Exercise details »
Reproduce the data below, replacing every occurrence of "pixel coordinates" with "image coordinates" and leaving all other text unchanged.

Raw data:
▼▼▼

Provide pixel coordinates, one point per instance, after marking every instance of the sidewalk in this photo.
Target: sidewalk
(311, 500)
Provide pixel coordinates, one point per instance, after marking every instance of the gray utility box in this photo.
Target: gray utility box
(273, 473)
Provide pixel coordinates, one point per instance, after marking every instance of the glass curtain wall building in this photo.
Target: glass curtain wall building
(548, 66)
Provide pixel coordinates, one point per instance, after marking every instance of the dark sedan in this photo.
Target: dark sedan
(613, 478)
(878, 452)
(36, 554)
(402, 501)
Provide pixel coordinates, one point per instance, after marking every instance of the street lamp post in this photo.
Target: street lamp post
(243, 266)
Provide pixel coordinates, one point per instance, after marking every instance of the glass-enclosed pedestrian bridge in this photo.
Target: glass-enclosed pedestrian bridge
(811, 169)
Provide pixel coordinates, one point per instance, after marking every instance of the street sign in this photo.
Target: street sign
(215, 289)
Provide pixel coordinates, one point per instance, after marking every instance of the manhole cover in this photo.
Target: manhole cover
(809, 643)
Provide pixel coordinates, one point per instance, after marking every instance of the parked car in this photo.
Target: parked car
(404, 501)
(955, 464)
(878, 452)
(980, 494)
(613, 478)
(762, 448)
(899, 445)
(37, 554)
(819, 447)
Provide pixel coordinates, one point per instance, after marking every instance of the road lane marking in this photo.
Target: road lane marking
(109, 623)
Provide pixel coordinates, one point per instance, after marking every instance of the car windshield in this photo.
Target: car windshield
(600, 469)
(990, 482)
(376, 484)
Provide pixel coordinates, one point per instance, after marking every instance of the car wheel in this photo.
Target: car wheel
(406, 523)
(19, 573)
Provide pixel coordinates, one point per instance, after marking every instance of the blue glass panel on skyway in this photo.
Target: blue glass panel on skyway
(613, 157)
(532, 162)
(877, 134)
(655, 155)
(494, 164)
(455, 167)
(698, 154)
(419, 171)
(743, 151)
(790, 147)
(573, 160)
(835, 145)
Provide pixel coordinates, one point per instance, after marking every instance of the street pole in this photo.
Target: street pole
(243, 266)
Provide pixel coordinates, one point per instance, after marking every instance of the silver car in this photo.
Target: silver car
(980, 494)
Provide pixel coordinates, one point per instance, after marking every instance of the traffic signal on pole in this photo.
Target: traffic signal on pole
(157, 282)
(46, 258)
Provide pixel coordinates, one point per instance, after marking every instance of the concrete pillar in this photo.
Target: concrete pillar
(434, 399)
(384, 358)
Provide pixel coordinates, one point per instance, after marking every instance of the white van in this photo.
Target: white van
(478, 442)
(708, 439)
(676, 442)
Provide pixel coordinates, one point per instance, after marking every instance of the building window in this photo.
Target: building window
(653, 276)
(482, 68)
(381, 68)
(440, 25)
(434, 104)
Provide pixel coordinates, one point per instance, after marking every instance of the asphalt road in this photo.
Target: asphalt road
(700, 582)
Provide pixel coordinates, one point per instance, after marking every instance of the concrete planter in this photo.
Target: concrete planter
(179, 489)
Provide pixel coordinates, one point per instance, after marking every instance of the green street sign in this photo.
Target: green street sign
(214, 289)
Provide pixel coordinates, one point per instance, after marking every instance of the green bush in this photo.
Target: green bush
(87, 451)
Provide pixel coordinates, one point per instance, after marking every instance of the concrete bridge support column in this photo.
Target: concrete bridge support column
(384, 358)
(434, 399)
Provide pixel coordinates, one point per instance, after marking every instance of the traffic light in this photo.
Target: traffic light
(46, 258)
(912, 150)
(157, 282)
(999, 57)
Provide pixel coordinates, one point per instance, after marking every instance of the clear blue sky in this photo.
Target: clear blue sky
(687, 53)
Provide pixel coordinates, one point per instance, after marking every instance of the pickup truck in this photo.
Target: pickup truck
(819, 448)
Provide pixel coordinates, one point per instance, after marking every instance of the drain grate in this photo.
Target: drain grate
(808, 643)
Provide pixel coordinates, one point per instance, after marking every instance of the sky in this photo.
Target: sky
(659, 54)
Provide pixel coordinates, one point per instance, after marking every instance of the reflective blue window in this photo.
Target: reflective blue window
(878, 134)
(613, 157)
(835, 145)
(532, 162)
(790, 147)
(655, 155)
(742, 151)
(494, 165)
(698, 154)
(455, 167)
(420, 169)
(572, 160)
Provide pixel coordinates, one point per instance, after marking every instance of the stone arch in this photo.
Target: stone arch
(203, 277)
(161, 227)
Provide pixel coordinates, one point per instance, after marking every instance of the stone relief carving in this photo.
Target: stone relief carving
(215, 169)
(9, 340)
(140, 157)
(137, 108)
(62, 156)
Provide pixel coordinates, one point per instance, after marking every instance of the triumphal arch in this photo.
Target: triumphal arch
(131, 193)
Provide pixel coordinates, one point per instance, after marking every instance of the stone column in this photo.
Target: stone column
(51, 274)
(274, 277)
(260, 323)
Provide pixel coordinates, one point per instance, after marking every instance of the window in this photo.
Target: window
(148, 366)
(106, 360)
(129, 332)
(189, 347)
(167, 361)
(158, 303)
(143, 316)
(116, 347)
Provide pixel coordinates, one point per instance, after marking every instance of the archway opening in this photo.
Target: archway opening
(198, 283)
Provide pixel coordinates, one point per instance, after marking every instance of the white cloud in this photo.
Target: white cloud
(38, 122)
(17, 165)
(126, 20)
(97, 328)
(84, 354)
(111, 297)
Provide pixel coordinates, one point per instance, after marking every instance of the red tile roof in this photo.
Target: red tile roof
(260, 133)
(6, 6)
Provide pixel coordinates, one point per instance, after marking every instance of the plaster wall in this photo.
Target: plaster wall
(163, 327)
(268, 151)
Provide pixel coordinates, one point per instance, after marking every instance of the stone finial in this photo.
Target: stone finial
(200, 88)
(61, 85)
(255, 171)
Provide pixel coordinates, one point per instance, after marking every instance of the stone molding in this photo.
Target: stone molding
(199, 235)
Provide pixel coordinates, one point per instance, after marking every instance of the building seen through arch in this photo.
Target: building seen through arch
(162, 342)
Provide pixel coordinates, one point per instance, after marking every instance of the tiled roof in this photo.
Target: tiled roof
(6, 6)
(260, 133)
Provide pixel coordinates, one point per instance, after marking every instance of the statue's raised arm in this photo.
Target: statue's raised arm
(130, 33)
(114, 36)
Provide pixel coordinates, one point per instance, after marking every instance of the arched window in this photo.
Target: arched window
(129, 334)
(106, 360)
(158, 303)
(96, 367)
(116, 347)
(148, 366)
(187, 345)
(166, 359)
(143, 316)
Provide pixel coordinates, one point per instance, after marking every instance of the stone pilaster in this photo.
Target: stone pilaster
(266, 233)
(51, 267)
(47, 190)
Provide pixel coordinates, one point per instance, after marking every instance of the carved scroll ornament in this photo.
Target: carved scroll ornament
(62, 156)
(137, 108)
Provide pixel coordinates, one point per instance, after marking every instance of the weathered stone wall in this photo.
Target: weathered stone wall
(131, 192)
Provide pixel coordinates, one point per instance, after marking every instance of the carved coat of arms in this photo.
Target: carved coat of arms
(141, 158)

▲▲▲

Expected answer »
Provide image coordinates, one point per instance, after marking every instance of the sidewalk in this photo.
Target: sidewalk
(311, 500)
Provide image coordinates, one point per instance, after marking every instance of the gray utility box in this photo.
Target: gray utility box
(273, 473)
Provide image coordinates, one point per instance, after marking every instance of the glass curtain wall building in this photo.
Target: glass curtain wall building
(548, 66)
Provide image coordinates, one point per instance, after marking every instance of the dark sedan in this photo.
Target: dark sedan
(613, 478)
(878, 452)
(36, 554)
(402, 501)
Provide image coordinates, one point per instance, after marking every instance of the street lamp post in this photo.
Target: street lamp post
(243, 266)
Provide image coordinates, one point per instance, after marking every instance of the glass-enclosed pedestrian bridge in this photo.
Target: glass-enclosed pedestrian bridge
(811, 169)
Provide image coordinates, one point per instance, after marking every instance of the street sign in this photo.
Target: street sign
(215, 289)
Provide image coordinates, one point per instance, after marking every instance of the manhole cover in this photo.
Target: manhole cover
(809, 643)
Provide image coordinates, one point per instance, after marking every instance of the parked car in this photo.
Target: parked car
(404, 501)
(955, 464)
(878, 452)
(980, 494)
(613, 478)
(762, 448)
(899, 445)
(37, 554)
(819, 447)
Provide image coordinates, one point per instance, after marking every instance of the road lane marking in this photo.
Target: road lane marking
(109, 623)
Provide image coordinates, one point per instance, after marking every instance of the car windshield in this photo.
Target: car windshield
(600, 469)
(990, 482)
(376, 484)
Provide image coordinates, one point per instance, after marking every instance of the car wheel in this photo.
Target: car wheel
(406, 523)
(19, 573)
Provide image coordinates, one point per instance, after marking every instance of the blue glass panel on skyway in this photo.
Target: blue glass panel on skyway
(613, 157)
(532, 162)
(877, 134)
(655, 155)
(494, 164)
(455, 167)
(698, 154)
(419, 171)
(743, 151)
(790, 147)
(573, 160)
(835, 145)
Provide image coordinates, one point per instance, after marking every instance of the street pole in this photo.
Target: street pole
(243, 266)
Provide image coordinates, one point per instance, after marking every instance of the silver car in this photo.
Target: silver car
(980, 494)
Provide image coordinates, one point per instance, after marking every instance of the traffic signal on pole in this photo.
Target: traffic signal on pole
(157, 282)
(46, 258)
Provide image coordinates, one point per instance, after marking every instance of the concrete pillar in this photo.
Target: concrete pillar
(434, 399)
(384, 358)
Provide image coordinates, one point per instance, after marking every instance of the white van in this photo.
Target: white van
(478, 442)
(708, 439)
(676, 442)
Provide image coordinates, one point per instance, after marking every instance of the building window in this photo.
Target: building window
(653, 276)
(482, 68)
(381, 68)
(440, 25)
(434, 104)
Provide image coordinates, one point per instance, after marking every instance of the asphalt road in this photo.
Target: asphalt road
(700, 582)
Provide image coordinates, one point per instance, after marking every instance of the concrete planter in this photo.
Target: concrete planter
(179, 489)
Provide image coordinates, one point per instance, after marking every instance of the green street sign in this photo.
Target: green street sign
(214, 289)
Provide image coordinates, one point per instance, after marking every instance of the green bush in this photo.
Target: green bush
(87, 451)
Provide image coordinates, one point per instance, after marking every instance of the concrete bridge support column in this photo.
Target: concrete bridge support column
(384, 358)
(434, 399)
Provide image coordinates, one point per instance, after marking every instance of the traffic light in this photo.
Target: traffic light
(46, 258)
(912, 150)
(157, 282)
(999, 57)
Provide image coordinates, one point per instance, after marking every instance of the clear blue sky in this photo.
Target: clear blue sky
(687, 53)
Provide image coordinates, one point per instance, after marking every instance of the pickup truck in this photo.
Target: pickup truck
(819, 448)
Provide image coordinates, one point per instance, after marking every instance of the drain grate in this photo.
Target: drain grate
(808, 643)
Provide image coordinates, one point per instance, after marking every instance of the sky in this photo.
Target: sky
(659, 54)
Provide image coordinates, one point per instance, after marking every instance of the reflective blue window in this photo.
Target: reflective blue window
(878, 134)
(613, 157)
(835, 145)
(532, 162)
(790, 147)
(655, 155)
(742, 151)
(494, 165)
(698, 154)
(455, 167)
(420, 169)
(572, 160)
Provide image coordinates, one point per instance, after marking every instance of the stone arch in this photo.
Target: stone arch
(203, 277)
(161, 227)
Provide image coordinates, one point per instance, after marking every instance of the stone relief carving in this photo.
Target: stone relief carving
(215, 169)
(9, 340)
(140, 157)
(137, 108)
(62, 156)
Provide image coordinates, one point per instance, after marking every instance of the triumphal arch in this photo.
Target: triumphal arch
(131, 193)
Provide image coordinates, one point per instance, after marking every instance of the stone column in this photo.
Target: stone column
(51, 274)
(274, 277)
(260, 323)
Provide image coordinates, one point per instance, after marking every instance of the window in this photo.
Target: window
(148, 366)
(106, 360)
(129, 332)
(189, 347)
(167, 361)
(158, 303)
(143, 316)
(116, 347)
Provide image coordinates, one point per instance, after marking every instance of the archway opening in this photo.
Target: archway opening
(198, 283)
Provide image coordinates, one point per instance, after marking every instance of the white cloud in this photo.
Target: white cloud
(38, 122)
(17, 165)
(126, 20)
(97, 328)
(84, 354)
(111, 297)
Provide image coordinates, one point per instance, after marking every instance of the red tile roof in this photo.
Target: red tile roof
(260, 133)
(6, 6)
Provide image coordinates, one point per instance, after marking every instance of the plaster wall in this photo.
Target: plaster wall
(163, 327)
(268, 151)
Provide image coordinates, one point per instance, after marking every instance of the stone finial in this photo.
Target: stone finial
(200, 88)
(61, 85)
(255, 171)
Provide image coordinates, one point per instance, after marking every instance of the stone molding in this photo.
Target: stone molding
(199, 235)
Provide image coordinates, one point per instance, after marking every instance of the building seen through arch in this photo.
Target: building seen through arch
(162, 342)
Provide image coordinates, one point per instance, after marking every instance of the tiled roof in this photo.
Target: tiled roof
(6, 6)
(260, 133)
Provide image coordinates, one point per instance, after marking every instance of the statue's raised arm in this photo.
Target: statue's raised arm
(130, 33)
(114, 36)
Provide image coordinates, one point per instance, after marking every instance of the arched window in this photo.
Target: arched window
(129, 334)
(106, 360)
(158, 303)
(96, 367)
(116, 347)
(148, 366)
(187, 345)
(166, 359)
(143, 316)
Provide image coordinates, one point per instance, after marking every instance of the stone pilaster in this photo.
Target: stone pilaster
(266, 233)
(51, 267)
(47, 190)
Provide image coordinates, one point per instance, after marking every instance of the carved scroll ornament in this photo.
Target: carved scroll ornament
(62, 156)
(137, 108)
Provide image coordinates, one point per instance, after marking every instance of the weathered stone wall in this photo.
Target: weathered stone wall
(131, 192)
Provide image coordinates, one point per instance, after marking every instance of the carved coat of arms in this photo.
Target: carved coat of arms
(141, 158)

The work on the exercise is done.